You shouldn’t have to live in the right place or know the right people to access vaccines. The New York Times highlights inequities in vaccine distribution; 43 countries, nearly all of them high-income, are on track to vaccinate all or most of their populations in 2021, but 148 are not. Ramping up mRNA production is a promising approach to getting more shots in arms.
In the United States, it will be increasingly difficult to keep up the pace of vaccination. Many of the most eager got vaccinated right away. Next will be the willing, then the reluctant, and finally the late converts. For each area and demographic, the key will be to listen to and address concerns with the right messages — from the right messengers. Last week I participated in a fascinating focus group on this. Guess what Trump voters wanted most? Being respected and listened to and having their factual questions answered honestly and forthrightly. Exactly what every group deserves and needs.
Variants are the wild card
Brazil presents a cautionary tale. Uncontrolled spread and slow vaccination rollout led to a huge wave, even though there had already been a devastating earlier wave. It seems likely that the P.1 variant can reinfect people, although evidence for this is still emerging.
The B.1.1.7 variant is spreading throughout the United States and may be associated with a higher risk of death. Growing evidence suggests that available vaccines protect against this variant, according to a preprint article by Oxford University researchers, but the bigger problem is the possibility of newer variants. Immunity after infection isn’t perfect, and immunity after vaccination may be able to be overwhelmed by variants that haven’t yet emerged.

Material supplied ▸
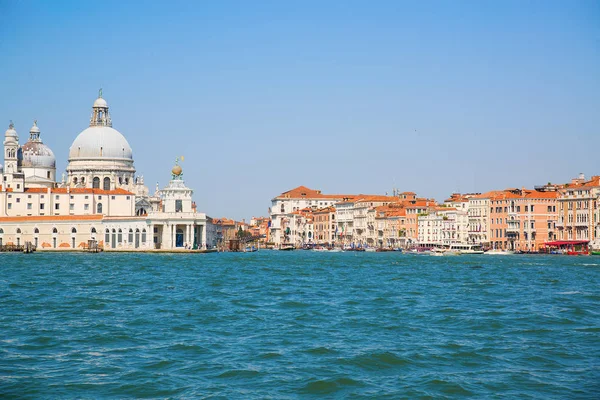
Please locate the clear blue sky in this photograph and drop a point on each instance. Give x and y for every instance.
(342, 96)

* * *

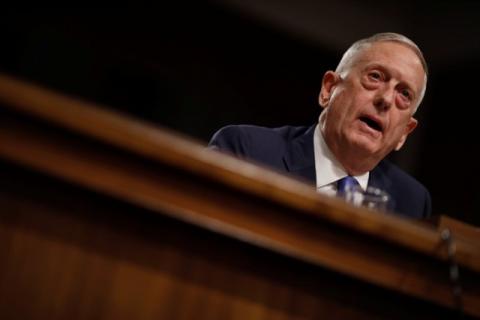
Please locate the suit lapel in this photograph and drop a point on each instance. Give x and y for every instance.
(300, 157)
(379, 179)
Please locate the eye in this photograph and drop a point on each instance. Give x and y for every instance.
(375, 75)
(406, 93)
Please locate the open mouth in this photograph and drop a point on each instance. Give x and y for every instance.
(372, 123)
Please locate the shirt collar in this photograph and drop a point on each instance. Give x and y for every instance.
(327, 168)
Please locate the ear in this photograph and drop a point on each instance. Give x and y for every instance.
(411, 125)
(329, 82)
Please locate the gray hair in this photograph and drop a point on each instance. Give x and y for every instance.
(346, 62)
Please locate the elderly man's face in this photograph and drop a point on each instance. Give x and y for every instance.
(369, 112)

Work item ▸ List the groups of people that the passage above on vaccines and variants says will get vaccinated in the United States, in the order it gives them.

Task answer ▸
1. The most eager
2. The willing
3. The reluctant
4. The late converts